#### EXERCISE GOAL
Take the line that contains "the wooden walking" as the first line and the final line of the records as the last; return exactly those lines and the lines between.

#### DATA FOR PROCESSING
^^^^

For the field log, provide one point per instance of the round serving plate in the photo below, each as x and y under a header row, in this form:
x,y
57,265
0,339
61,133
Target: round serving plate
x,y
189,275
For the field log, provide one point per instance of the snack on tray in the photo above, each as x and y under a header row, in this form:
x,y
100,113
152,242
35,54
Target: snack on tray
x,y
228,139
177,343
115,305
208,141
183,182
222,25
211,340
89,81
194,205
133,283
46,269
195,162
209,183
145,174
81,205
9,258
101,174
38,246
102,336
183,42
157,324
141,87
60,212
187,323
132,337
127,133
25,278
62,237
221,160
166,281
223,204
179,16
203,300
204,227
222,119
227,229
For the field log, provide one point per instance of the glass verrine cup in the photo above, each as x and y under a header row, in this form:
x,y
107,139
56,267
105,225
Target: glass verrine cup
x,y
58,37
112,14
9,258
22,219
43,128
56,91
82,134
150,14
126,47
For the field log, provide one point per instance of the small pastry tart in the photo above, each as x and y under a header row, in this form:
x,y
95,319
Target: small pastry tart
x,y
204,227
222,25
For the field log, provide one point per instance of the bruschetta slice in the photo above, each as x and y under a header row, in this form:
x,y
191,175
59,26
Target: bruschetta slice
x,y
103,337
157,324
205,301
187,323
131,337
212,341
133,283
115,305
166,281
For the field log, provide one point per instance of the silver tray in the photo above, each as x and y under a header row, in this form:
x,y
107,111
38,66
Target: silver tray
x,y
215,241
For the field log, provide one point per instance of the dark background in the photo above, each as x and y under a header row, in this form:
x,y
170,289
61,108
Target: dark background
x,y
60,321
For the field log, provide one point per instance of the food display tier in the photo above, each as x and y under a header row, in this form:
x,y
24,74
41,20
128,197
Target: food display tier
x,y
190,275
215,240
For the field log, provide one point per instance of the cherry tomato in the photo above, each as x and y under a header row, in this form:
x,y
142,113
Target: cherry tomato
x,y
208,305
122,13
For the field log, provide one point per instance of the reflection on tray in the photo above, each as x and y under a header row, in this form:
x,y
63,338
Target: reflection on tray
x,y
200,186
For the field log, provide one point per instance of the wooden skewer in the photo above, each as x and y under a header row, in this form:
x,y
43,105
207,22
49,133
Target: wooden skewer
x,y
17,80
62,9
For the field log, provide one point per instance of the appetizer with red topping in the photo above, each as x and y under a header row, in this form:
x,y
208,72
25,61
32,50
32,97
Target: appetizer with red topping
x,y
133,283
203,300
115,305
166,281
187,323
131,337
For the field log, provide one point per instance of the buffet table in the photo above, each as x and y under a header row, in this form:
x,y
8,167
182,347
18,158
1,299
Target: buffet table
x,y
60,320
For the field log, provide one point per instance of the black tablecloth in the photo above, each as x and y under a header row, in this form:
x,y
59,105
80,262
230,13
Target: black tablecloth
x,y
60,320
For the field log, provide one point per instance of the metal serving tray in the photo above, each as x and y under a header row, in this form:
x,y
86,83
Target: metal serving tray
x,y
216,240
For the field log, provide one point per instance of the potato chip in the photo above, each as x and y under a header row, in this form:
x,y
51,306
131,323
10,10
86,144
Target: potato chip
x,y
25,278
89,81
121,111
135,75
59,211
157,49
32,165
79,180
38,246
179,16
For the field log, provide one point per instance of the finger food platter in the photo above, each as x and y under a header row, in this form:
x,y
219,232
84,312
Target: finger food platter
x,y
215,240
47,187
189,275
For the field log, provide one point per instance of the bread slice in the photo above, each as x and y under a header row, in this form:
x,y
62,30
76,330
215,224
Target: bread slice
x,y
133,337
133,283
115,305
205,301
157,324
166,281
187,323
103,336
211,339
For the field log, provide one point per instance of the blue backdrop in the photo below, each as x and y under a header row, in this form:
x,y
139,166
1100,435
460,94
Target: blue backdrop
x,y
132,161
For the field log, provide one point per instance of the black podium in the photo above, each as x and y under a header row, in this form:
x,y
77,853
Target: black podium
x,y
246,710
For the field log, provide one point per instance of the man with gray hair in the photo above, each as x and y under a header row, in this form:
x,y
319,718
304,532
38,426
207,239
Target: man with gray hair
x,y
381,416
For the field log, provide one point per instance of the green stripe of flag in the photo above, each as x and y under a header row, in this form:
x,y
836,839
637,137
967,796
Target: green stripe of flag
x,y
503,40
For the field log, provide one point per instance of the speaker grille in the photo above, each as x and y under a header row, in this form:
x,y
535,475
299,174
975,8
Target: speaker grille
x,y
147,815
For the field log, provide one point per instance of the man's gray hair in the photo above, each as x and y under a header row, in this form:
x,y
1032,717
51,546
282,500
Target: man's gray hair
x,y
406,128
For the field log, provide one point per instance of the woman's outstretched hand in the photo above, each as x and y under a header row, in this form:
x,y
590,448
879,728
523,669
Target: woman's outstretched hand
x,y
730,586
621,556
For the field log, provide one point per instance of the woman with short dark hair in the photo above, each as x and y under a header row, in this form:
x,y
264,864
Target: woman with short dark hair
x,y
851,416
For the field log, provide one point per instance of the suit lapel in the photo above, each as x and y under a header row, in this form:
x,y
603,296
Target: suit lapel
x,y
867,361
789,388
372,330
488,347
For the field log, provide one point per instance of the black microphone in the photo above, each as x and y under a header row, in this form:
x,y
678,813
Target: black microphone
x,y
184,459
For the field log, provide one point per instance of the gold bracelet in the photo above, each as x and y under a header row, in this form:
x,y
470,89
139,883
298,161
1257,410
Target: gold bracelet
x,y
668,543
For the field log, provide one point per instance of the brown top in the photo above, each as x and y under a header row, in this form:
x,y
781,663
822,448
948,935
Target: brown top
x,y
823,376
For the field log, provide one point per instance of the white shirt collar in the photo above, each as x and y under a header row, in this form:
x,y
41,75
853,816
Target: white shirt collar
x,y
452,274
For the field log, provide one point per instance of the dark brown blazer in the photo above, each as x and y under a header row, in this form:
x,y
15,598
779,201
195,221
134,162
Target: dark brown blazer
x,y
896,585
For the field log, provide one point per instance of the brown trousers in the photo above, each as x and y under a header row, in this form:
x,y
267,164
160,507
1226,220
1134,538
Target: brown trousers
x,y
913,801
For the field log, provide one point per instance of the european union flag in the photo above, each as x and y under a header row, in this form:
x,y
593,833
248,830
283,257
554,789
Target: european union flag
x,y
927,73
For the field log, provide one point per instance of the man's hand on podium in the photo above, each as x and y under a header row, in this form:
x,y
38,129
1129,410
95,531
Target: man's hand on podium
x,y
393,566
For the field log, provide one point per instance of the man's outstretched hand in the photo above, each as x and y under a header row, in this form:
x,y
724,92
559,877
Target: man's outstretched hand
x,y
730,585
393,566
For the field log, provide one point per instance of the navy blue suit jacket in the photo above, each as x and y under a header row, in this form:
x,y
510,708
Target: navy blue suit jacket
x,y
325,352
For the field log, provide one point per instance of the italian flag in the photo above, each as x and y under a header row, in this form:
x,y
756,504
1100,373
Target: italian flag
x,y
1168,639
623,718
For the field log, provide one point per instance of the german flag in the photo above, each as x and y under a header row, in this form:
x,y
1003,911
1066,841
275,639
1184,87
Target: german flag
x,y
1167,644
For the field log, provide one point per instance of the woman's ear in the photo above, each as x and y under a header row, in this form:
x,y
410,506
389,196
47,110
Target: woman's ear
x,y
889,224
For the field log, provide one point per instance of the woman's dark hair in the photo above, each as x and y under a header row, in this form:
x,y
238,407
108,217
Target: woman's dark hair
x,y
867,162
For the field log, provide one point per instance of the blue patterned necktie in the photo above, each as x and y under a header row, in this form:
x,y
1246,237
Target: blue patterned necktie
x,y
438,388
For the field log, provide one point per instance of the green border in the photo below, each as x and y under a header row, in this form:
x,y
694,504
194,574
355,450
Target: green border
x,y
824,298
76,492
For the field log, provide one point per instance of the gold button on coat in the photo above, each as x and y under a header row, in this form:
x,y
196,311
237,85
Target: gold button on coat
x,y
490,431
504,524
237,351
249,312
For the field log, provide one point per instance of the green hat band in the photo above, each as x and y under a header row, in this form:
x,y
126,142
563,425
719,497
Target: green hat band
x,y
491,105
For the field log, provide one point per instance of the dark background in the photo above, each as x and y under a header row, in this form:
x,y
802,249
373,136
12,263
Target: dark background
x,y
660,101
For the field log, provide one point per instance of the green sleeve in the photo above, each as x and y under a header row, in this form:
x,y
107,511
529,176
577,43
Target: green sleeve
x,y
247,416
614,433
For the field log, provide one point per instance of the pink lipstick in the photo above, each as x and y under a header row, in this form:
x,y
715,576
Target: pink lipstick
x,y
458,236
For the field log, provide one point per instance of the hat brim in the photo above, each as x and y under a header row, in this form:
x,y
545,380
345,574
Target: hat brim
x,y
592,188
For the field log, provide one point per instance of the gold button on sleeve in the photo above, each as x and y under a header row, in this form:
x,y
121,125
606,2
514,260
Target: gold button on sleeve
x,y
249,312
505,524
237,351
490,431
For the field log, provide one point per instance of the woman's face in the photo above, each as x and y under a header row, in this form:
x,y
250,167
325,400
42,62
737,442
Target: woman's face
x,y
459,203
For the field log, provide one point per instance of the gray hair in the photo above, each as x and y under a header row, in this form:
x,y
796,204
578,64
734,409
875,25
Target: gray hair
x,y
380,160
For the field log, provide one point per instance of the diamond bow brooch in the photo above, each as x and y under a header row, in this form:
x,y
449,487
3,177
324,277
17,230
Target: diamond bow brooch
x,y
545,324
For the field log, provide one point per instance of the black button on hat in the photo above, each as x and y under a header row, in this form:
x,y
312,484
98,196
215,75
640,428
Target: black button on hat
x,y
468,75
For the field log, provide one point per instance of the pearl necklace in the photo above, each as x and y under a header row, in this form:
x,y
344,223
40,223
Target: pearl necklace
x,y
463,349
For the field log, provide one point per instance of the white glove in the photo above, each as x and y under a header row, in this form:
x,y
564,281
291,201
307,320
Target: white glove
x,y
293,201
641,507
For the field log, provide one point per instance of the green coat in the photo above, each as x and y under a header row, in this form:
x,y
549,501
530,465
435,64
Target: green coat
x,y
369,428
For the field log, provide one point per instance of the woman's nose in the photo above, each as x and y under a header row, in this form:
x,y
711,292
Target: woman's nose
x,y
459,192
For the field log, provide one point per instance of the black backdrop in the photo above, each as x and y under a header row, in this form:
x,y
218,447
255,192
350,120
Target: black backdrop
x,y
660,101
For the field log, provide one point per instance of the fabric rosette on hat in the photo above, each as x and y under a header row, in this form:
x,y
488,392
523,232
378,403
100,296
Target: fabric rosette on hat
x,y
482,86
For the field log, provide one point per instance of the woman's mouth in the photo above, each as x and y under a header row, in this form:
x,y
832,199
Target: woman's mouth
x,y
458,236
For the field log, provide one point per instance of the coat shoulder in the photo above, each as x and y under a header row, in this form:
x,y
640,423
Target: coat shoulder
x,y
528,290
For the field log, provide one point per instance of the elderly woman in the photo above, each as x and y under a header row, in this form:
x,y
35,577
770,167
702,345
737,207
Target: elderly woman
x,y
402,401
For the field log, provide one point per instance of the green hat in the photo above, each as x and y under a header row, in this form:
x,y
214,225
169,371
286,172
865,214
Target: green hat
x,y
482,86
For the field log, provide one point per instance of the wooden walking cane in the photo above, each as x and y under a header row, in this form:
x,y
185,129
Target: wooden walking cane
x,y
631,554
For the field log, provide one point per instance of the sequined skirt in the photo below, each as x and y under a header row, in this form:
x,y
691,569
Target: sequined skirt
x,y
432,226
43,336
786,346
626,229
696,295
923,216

^^^^

#### RESULT OF THE TASK
For the field log, provide one point per instance of the wooden walking cane in the photo above, each as x and y under a header row, in this form:
x,y
185,129
Target: wooden walking cane
x,y
631,554
For the field log, provide one point per instance of the sequined skirt in the photo below, each as x and y under a header row, in this form:
x,y
691,569
Target: sequined skirt
x,y
432,226
43,336
786,346
626,229
696,295
923,216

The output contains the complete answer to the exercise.